**Problem requirements**
Quote, without any change, the line that contains "Practice: put a marker on each instance of the striped" and all lines that follow it to the end of the data below.

###

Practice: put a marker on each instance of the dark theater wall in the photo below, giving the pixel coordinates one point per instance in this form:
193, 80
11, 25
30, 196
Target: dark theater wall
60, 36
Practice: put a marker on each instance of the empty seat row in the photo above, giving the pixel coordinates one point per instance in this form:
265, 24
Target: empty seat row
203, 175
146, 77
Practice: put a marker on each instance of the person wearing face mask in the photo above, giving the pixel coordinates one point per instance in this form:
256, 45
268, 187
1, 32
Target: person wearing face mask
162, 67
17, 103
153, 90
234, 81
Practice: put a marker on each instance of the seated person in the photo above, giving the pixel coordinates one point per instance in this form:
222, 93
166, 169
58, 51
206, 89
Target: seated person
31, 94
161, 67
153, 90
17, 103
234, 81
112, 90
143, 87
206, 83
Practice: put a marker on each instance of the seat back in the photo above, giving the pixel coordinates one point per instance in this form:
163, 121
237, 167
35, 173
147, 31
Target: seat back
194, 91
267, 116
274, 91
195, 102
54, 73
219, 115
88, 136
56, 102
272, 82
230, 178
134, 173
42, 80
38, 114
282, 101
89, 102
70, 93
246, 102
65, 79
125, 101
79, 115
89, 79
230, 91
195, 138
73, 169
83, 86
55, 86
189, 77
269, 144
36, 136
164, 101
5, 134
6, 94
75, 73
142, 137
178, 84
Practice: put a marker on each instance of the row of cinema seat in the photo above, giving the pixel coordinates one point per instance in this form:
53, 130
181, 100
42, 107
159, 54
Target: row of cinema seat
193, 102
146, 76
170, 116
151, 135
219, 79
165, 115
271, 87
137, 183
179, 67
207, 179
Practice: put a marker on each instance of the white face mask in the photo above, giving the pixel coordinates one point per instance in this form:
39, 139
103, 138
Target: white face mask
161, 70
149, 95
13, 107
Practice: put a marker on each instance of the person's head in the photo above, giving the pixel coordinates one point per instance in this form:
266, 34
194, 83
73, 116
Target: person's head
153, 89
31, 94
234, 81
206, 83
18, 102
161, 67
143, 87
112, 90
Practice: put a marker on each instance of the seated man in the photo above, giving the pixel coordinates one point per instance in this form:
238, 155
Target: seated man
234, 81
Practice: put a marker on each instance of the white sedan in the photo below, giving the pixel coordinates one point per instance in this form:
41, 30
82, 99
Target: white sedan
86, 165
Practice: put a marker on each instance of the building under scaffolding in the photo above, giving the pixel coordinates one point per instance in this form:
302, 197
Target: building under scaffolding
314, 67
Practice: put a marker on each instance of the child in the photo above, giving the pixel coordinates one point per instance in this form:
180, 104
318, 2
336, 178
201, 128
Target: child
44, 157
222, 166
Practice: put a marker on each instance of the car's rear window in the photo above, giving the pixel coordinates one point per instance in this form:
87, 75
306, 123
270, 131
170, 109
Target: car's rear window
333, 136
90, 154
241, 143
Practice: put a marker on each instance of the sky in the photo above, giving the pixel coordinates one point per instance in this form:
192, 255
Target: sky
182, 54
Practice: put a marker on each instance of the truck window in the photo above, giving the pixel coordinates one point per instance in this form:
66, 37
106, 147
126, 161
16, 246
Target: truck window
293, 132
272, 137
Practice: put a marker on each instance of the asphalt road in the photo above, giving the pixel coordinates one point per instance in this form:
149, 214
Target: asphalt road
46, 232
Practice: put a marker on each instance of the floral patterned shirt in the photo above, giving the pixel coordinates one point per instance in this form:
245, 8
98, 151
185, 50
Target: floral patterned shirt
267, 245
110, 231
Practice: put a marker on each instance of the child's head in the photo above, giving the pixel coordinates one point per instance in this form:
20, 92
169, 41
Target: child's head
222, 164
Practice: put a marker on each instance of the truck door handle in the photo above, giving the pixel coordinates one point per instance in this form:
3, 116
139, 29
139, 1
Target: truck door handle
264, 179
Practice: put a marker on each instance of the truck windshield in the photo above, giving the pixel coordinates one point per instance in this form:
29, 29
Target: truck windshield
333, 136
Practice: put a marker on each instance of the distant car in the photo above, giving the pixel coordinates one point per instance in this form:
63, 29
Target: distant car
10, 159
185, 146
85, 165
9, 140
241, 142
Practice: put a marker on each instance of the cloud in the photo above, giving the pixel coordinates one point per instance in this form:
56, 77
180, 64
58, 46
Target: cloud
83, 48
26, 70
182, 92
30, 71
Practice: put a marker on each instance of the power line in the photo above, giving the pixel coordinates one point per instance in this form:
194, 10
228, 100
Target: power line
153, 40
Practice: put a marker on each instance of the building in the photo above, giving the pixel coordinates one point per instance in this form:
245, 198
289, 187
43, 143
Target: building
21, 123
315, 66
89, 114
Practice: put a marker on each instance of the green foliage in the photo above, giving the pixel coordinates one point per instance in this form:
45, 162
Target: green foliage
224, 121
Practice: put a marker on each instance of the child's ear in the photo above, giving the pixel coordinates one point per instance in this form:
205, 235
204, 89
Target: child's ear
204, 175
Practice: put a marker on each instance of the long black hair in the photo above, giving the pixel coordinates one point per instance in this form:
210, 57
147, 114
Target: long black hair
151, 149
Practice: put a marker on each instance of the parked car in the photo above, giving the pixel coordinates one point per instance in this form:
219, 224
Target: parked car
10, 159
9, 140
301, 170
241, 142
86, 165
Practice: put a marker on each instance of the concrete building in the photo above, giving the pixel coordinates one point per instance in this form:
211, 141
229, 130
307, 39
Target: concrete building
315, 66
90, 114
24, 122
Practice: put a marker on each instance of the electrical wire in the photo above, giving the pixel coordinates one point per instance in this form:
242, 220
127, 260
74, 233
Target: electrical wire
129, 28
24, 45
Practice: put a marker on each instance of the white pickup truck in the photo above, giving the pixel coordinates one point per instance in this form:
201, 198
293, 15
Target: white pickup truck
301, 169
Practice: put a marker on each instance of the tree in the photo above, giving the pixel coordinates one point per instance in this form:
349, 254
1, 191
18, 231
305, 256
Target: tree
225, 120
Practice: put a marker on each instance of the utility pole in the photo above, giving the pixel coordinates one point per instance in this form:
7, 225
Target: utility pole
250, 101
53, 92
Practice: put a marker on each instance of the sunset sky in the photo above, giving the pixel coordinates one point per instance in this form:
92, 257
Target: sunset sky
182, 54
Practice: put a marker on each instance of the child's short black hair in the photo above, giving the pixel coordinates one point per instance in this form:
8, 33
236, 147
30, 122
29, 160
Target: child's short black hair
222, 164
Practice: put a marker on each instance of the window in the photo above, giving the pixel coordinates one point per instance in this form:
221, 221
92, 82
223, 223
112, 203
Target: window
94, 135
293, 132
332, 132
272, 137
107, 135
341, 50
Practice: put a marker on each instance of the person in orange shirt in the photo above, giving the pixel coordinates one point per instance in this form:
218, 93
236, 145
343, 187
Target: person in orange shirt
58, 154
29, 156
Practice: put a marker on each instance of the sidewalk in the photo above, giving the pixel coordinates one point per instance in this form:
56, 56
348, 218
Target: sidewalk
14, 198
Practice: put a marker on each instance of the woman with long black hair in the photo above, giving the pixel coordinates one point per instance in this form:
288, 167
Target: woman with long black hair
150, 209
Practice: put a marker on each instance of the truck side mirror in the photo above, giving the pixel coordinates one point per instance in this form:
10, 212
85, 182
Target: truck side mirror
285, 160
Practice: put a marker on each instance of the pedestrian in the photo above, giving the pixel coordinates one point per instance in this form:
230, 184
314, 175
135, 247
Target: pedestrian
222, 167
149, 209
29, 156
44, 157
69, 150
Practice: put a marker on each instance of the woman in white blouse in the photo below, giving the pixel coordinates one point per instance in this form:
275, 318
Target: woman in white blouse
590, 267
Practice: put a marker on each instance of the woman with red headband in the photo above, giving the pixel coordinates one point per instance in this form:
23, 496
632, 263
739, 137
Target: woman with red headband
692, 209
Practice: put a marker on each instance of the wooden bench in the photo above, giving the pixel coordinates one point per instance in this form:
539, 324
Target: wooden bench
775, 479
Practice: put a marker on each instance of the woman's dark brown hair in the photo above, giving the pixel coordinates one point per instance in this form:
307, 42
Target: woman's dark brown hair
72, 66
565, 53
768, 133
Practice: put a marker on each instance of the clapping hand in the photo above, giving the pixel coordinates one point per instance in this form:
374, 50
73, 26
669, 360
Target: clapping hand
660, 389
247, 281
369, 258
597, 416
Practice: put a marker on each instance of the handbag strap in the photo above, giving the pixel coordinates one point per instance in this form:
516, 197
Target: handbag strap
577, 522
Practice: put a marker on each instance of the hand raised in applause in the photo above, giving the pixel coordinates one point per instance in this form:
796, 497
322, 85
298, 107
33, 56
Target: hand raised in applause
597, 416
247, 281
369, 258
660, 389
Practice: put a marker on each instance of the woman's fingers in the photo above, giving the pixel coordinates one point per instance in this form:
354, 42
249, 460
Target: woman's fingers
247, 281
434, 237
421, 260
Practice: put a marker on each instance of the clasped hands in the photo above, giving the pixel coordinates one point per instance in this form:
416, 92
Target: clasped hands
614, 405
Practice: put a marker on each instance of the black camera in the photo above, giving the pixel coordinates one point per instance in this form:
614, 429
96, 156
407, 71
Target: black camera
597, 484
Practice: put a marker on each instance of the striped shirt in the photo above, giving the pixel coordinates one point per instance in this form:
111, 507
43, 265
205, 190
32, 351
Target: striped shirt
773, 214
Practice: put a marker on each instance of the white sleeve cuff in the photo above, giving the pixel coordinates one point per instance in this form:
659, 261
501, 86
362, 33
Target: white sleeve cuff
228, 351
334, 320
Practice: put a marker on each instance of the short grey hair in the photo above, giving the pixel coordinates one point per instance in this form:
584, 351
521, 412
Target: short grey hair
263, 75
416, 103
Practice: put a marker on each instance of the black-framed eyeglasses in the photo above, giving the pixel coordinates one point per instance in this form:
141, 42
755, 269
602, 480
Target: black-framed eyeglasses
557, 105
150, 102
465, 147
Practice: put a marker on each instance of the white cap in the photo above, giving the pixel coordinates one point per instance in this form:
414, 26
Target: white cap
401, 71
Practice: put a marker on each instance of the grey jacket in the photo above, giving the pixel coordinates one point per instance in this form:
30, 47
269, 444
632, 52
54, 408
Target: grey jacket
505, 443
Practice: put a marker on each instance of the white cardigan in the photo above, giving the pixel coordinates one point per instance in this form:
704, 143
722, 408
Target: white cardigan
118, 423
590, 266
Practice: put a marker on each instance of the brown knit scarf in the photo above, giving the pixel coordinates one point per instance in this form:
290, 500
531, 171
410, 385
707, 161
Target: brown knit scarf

###

**Response to the task**
Practice: put a marker on each instance of the striped shirt in the photo above, giving the pixel coordinates one point per instance in this form:
111, 507
43, 265
205, 190
32, 351
Target: striped shirt
773, 214
Practice: put a marker on each instance of the white sleeve cuff in the photo above, giving the pixel coordinates one point per instance in this form:
659, 261
501, 86
362, 33
Target: white sleeve cuff
228, 351
334, 320
Practice: put a marker on each instance of the short grey hair in the photo above, giving the pixel coordinates one point per instance in this form:
584, 351
521, 412
Target: short grey hair
263, 75
416, 103
Practice: put a marker on each instance of the black-framed eyeglasses in the photo above, giving the pixel coordinates one point per instance in this form:
141, 42
755, 269
602, 480
Target: black-framed eyeglasses
557, 105
150, 102
465, 147
Practice: put a marker on each instance of the white cap in the photo above, giving the pixel coordinates one point per instance in this form:
414, 26
Target: white cap
401, 71
Practice: put a marker on each instance of the grey jacket in the photo above, giving the pixel coordinates one point per instance in this form:
30, 47
269, 444
632, 52
54, 408
Target: grey jacket
505, 443
Practice: put a marker on each instance of the white cardigan in the photo above, giving the pixel coordinates one point per instance in this form:
704, 143
722, 408
Target: white cardigan
118, 423
590, 266
Practice: put a marker on each instance of the brown knit scarf in the photo above, giving the pixel coordinates one point per instance in this form:
290, 500
531, 171
410, 385
707, 161
Target: brown knit scarf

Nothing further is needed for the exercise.